• REQUIRED ACTION A:
Answer these questions from the pottery blog post:
(i) What does Glenda offer, according to the pottery blog post?
(ii) In which kiln were the two outside tumblers fired?
(iii) Who was the first guest potter in this year's Bowl Project class?
• REQUIRED ACTION B: Write the next part of the pottery blog post, picking up after its final sentence.

• READING TEXT:
·····

And such a day! I'm waiting for a break in the rain so I can take Lissa for a walk before we head home, so thought it would be a good time to share some of the events of the day.
These were the highlights of what was scheduled. Glenda is the newest member of Team Crazy Green, offering 'gentle accounting for artists', and that it is. We bookended the day together, in the morning meeting to figure out if she could help me, and then she came back tonight to help clean up my accounts for a review later this week. As soon as I get a good link to her site, I'll add it to my links - she rocks!
After our meeting, I took a few tumblers over to Krug to do some test shots. I think with a little camera fidgeting, I'll be able to get some really good shots so I made an appointment to shoot some of the load I'll fire next week.
This is a nice little collection showing variations on my series of brushwork tumblers. The two outside tumblers were fired in the soda kiln, one just nekkid clay outside (left) and the other between layers of shino glaze. The one in the center was thickly applied shinos fired in pretty heavy reduction. Got some good crawl and this was one of the 'melt down' survivors.
The gas kiln holding the Empty Bowls load was too hot to open all the way, but I peeked before going to the first Bowl Project class and it looked good - forgot the camera all times at the kiln, so you'll just have to take my word for it. Happy with the glazes, happy with the firing!
- John Hartom opening the Empty Bowl Project
And speaking of the Bowl Project, we kicked off in great style today with our first guest potter - Linda McFarling(link is to Spruce Pine Potters Market - go see it in October!). I first joined the Bowl Project class two years ago, a few months after my Asheville arrival and just a few weeks before I was offered the Residency. In another nice, karmic touch to the end of my Residency, Linda was the first guest potter in that class as well as this one, and I'm as rapt by her demos now as I was then, and as I ever will be. Plus, she demo-ed my favorite new technique of fluting!

·····

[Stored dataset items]

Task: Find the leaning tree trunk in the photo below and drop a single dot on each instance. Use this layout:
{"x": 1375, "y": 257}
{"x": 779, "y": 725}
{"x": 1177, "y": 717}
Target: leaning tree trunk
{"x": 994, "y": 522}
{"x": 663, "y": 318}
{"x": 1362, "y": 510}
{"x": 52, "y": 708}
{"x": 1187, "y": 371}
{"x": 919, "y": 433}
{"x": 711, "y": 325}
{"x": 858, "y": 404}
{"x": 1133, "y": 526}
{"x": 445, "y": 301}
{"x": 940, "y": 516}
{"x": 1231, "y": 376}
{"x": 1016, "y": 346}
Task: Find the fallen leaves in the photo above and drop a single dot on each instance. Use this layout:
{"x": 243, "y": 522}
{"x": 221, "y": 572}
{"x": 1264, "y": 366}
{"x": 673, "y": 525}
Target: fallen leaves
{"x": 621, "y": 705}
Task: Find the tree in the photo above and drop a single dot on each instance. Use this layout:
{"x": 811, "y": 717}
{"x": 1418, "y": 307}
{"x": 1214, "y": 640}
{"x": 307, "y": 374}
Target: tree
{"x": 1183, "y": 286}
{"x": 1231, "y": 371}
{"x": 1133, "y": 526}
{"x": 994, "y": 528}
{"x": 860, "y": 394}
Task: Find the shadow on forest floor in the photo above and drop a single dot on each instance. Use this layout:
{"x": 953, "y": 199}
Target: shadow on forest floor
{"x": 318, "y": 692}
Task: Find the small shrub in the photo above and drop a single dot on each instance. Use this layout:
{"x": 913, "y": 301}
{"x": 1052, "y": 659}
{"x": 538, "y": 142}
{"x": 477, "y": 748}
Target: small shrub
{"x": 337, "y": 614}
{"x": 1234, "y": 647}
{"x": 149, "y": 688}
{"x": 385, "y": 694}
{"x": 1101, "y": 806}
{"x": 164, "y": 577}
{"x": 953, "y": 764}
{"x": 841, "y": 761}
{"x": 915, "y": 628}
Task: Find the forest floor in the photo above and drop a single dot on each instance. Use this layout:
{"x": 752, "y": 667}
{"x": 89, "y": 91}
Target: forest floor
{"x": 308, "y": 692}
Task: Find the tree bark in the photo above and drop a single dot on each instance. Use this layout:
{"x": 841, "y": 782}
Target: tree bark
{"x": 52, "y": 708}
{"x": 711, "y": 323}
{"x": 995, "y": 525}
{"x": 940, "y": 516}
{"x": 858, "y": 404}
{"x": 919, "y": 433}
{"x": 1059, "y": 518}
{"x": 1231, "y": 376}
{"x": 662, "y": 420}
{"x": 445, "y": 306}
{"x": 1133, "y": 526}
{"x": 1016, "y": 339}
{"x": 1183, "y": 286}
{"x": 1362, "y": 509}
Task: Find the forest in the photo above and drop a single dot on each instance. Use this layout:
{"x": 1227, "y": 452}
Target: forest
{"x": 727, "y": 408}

·····

• ANSWER AREA A:
(i) 'Gentle accounting for artists'
(ii) The soda kiln
(iii) Linda McFarling

• ANSWER AREA B:
But even before class, I got to Odyssey with just enough time to glaze a handful of bowls that will go into Akira Satake's next firing. He kindly invited me to put bowls in and join the firing this week, and I'm heading out there Wednesday evening to keep him company during the mid-evening shift.
So after class, John and I headed over to unload the kiln, and fortune smiled upon us in the form of Beth Flanagan, to whom I'm passing the Odyssey Empty Bowls czar-ship, and Kate Reis, seemingly innocent bystander at the right place at the right time. They were both willing and available to come along and they helped unload the kiln in record time. Bowls are all packed and ready for the trip to Michigan!
I got in a little catch up book work before Glenda came back, and there we have the day's list just about accomplished in order!
What's not on the list is 'throw enough flat bottomed things that will dry by Thursday to fill one more bisque' and 'trim everything you threw yesterday that needs trimming'. I did get everything trimmed, with just one platter fatality. I got a few more tumblers and cups thrown, but with the arrival of the long-awaited rains comes the 'runningthroughjello' slow down of all drying in the studio. Fans will stay on tonight and tomorrow I'll set up my little make-shift drying lamps again, but I fear I won't have a full bisque to run on Thursday. I'll run something, just to get more pieces in this kiln, but I don't think the trays and platters will make it.
The other visitor to the studio tonight was an unexpected delight. I still don't have a screen for the front door, and the sprinkly-rain breeze was just too nice to close the door after dark so the bugs were invited in. In what both Glenda and I took to be a very good omen for the studio, life, the universe and everything, a nocturnal preying mantis came in to hang out for a while:
He was very kind and patient while I jockeyed for the best photo angle, and a bit later I looked back over to see him still there and 'praying'
...no doubt for world peace and the overall success of Crazy Green Studios, which is pretty much what I pray for every day. I shut the door when the heavy rains came, and he was gone from his perch, so he's either on his way to spread blessings elsewhere or hunkered down somewhere else in the studio.
And I'll leave you tonight with the face that gazes at me now, so patiently waiting to go frolick in the rain. It's not letting up so we're going for a little wade and turning in...good night!